(WRITTEN TASKS)
(1) Translate this sentence from the text on 3D printing into Spanish: "That being said, it is still best to have your own printer."
(2) According to the text on 3D printing, what is the most difficult obstacle to adopting 3D printing?
(3) Extend the text on 3D printing, picking up after its final sentence.

(TEXT TO READ)
....................
The most difficult obstacle to adopting 3D printing is learning 3D design software. Don’t bother buying a printer till you do that (or you will have a printer with nothing to print). The software is intimidating. However the existence of standards is a big help in navigating all the options - terminology and methodology are very similar across all products. A major enabler is that, as of 2022 anyway, AutoDesk Fusion 360 is still free for use by education and businesses earning less than $100K per year (otherwise entry level is around $500/yr). OnShape is also free if you don't mind drawing being public. It is the standard for consumer part design and has exceptional online resources and training and almost every other product compares itself to Fusion 360. However, they are a commercial company, and don’t kid yourself, they are going to try to turn you into a customer and make you dependent on them. That being said, their product is still the best educational route to learning 3D. The experience, enthusiasm and confidence gained is applicable to moving to a free product (like FreeCAD) or a less expensive tablet-based one like Shapr.

Online service providers offer a wide range of printing technologies, so you can email 3D files to them. An exciting technology is laser fusing of powder, even metal powder (in this way metals and ceramic can be precisely printed). That being said, it is still best to have your own printer. This is because the process of learning and perfectly designing involves cycles of tweaking designs and reprinting them. The freedom to do this is a big part of the utility of 3D printing. Once you have a proven design, then consider sending it away for printing in higher quality.
....................
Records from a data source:
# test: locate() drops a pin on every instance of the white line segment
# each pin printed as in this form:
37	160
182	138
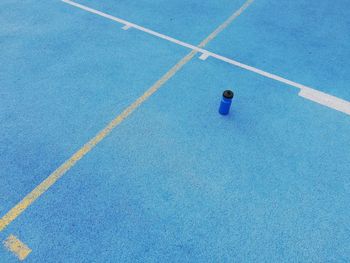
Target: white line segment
305	91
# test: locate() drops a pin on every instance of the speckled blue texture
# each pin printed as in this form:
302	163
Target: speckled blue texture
176	181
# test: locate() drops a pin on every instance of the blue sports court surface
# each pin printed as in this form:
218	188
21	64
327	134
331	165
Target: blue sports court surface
112	148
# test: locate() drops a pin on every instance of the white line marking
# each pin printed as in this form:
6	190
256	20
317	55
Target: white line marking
305	91
203	56
126	27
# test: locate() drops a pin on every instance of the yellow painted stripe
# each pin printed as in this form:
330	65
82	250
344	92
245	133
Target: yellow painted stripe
60	171
17	247
225	24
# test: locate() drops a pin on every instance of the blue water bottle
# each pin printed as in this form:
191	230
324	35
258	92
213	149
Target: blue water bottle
226	102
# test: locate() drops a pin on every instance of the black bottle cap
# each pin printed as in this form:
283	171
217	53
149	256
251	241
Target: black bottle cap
228	94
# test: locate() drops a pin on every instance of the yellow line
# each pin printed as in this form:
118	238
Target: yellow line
60	171
225	24
17	247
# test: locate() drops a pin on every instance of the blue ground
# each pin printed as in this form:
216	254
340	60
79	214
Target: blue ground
176	181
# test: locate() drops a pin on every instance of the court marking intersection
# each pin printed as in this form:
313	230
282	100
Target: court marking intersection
13	243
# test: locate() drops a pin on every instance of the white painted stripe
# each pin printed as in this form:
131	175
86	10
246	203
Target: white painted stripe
126	27
332	101
326	100
203	56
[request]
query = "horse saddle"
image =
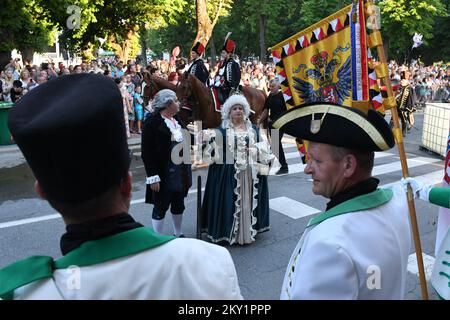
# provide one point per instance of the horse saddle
(219, 96)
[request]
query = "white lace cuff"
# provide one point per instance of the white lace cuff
(153, 179)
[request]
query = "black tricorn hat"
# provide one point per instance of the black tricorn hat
(71, 131)
(337, 125)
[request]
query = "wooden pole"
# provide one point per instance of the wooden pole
(398, 135)
(199, 207)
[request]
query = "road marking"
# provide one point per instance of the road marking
(428, 263)
(378, 155)
(291, 208)
(430, 178)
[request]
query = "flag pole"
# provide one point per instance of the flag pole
(376, 41)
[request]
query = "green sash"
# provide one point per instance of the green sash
(89, 253)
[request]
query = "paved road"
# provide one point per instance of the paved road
(29, 226)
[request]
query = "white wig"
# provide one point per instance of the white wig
(163, 99)
(233, 100)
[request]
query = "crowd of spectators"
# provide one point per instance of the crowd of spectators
(430, 83)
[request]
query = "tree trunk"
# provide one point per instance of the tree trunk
(262, 37)
(27, 55)
(5, 58)
(213, 53)
(143, 34)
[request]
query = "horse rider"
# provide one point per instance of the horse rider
(197, 67)
(229, 75)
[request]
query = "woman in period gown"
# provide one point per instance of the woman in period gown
(236, 201)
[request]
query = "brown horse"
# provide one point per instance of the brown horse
(191, 89)
(155, 84)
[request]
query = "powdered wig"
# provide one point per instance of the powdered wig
(163, 99)
(233, 100)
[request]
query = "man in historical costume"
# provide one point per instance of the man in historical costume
(86, 178)
(405, 103)
(440, 278)
(229, 74)
(168, 183)
(273, 108)
(358, 247)
(197, 67)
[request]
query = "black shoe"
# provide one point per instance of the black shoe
(282, 171)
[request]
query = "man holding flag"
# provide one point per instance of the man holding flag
(358, 247)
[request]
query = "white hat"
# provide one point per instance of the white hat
(236, 99)
(163, 99)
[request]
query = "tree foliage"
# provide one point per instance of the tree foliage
(21, 29)
(400, 19)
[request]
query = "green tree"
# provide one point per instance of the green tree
(20, 29)
(81, 21)
(437, 48)
(400, 19)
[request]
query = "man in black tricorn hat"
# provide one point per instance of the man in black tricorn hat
(197, 67)
(358, 247)
(86, 178)
(229, 74)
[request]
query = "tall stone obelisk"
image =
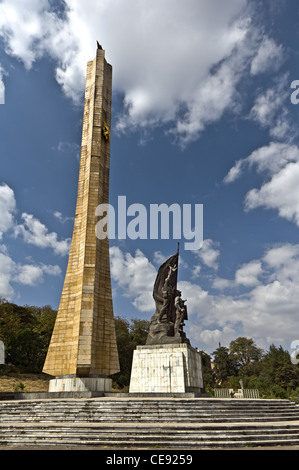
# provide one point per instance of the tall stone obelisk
(83, 349)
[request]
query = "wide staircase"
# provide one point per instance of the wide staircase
(173, 423)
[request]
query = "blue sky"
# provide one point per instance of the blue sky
(202, 114)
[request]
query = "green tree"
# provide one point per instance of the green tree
(278, 373)
(245, 354)
(128, 336)
(26, 351)
(224, 364)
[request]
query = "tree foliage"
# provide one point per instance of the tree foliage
(26, 332)
(271, 372)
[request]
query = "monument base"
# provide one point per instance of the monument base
(168, 368)
(80, 384)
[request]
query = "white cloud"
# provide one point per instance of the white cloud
(36, 233)
(192, 57)
(2, 86)
(12, 273)
(247, 275)
(63, 219)
(280, 163)
(268, 58)
(267, 311)
(7, 208)
(135, 276)
(270, 109)
(234, 173)
(209, 253)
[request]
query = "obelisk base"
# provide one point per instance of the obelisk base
(80, 384)
(168, 368)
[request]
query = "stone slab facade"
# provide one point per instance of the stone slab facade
(84, 341)
(170, 368)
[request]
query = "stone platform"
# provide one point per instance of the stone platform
(168, 368)
(80, 384)
(167, 423)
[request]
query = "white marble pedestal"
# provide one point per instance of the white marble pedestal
(169, 368)
(80, 384)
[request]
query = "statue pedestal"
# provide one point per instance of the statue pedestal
(80, 384)
(167, 368)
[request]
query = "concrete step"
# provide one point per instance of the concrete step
(147, 423)
(166, 437)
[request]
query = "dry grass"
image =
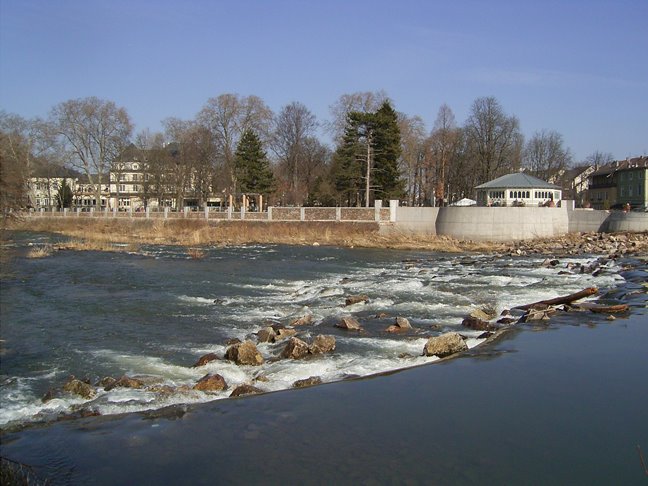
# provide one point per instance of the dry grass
(100, 234)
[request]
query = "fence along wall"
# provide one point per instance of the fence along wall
(465, 223)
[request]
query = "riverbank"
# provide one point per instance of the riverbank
(99, 234)
(560, 402)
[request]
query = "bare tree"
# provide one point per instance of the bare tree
(545, 155)
(444, 146)
(494, 139)
(94, 132)
(362, 102)
(413, 157)
(597, 159)
(226, 117)
(294, 125)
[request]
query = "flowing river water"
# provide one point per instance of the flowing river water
(152, 313)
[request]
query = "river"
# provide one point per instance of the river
(155, 311)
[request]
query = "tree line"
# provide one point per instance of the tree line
(236, 144)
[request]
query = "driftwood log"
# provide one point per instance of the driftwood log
(606, 309)
(567, 299)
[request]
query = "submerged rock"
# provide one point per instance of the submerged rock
(284, 333)
(349, 323)
(245, 353)
(401, 324)
(356, 299)
(266, 335)
(126, 382)
(311, 381)
(444, 345)
(78, 387)
(203, 360)
(295, 349)
(302, 321)
(245, 390)
(322, 344)
(211, 383)
(477, 324)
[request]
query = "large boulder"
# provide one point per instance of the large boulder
(401, 324)
(284, 333)
(349, 323)
(295, 349)
(477, 324)
(245, 390)
(78, 387)
(311, 381)
(203, 360)
(266, 335)
(322, 344)
(126, 382)
(245, 353)
(356, 299)
(444, 345)
(302, 321)
(211, 383)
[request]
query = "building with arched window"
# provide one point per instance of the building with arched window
(518, 189)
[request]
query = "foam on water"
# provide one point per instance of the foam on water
(433, 293)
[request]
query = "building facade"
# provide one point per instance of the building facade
(618, 183)
(518, 189)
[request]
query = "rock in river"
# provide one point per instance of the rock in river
(245, 353)
(313, 380)
(444, 345)
(322, 344)
(203, 360)
(349, 323)
(245, 390)
(295, 349)
(80, 388)
(210, 383)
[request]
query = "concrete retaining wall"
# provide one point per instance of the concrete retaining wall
(509, 224)
(501, 224)
(587, 220)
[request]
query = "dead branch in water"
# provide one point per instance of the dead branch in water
(605, 309)
(567, 299)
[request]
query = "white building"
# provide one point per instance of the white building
(518, 189)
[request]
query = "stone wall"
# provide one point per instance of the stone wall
(511, 224)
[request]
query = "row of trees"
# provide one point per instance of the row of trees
(237, 144)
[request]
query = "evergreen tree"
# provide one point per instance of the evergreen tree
(387, 151)
(251, 166)
(64, 195)
(365, 164)
(346, 171)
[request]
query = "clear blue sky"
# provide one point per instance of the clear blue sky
(577, 67)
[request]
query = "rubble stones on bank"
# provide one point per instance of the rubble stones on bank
(614, 244)
(444, 345)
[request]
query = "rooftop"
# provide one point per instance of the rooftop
(517, 180)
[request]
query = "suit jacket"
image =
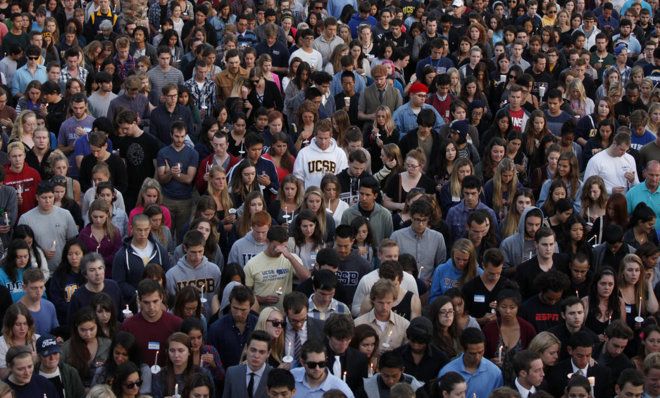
....................
(RESULTS OF THE TASKS)
(1) Dicho esto, sigue siendo mejor tener tu propia impresora.

(2) Learning 3D design software.

(3)
Owning your own printer is largely possible because of the RepRap international movement to develop open-source hardware and software platforms for 3D printing. Reprap printers use standard buy-at-a-hardware-store parts or ones that the printer itself can make. This means that anyone can buy and assemble an inexpensive printer to learn many details of their mechanics and operation.

Making practical use of the technologies and not getting caught up in the hype of things can be challenging. One way to do this gradual evolution, just learn what you need to make the item required today. Contrary to the previous statement, it may actually be good to buy a printer before learning the design software, watching it sit idle will motivate you to learn Fusion 360. By the same token, paying a consultant on Upwork to help you learn will motivate progress, just to avoid wasting that money and paying more consultants! The real “lights-on” moments will happen when you develop ways to draw things that are better than the teachers.

Related Information

Fusion 360, my choice for 3D modelling in ceramics

Intimidation by the complexity of this type of software is the biggest obstacle you will face to learning 3D design (for 3D-printing). Fusion 360 is the new mission of AutoDesk, the leader in CAD software for 30 years, bringing much of the power of their industrial strength Inventor product into the hands of everyone! Fusion 360 has a lot of advantages. It is a standard. There is a simple learning curve via their Tinkercad.com, videos on Youtube, easy online help and many freelancers to hire (at Upwork.com). It is free to qualifying users (teachers, students or people who earn less that $100k/yr), the fact that software of this kind of power and utility is actually available to anyone who wants to try it is amazing. Fusion 360 (and other 3D design products) cannot run 3D printers (3D slicers do that). Fusion 360 is very demanding on the processor and graphics hardware of your computer, typical laptops are not powerful enough.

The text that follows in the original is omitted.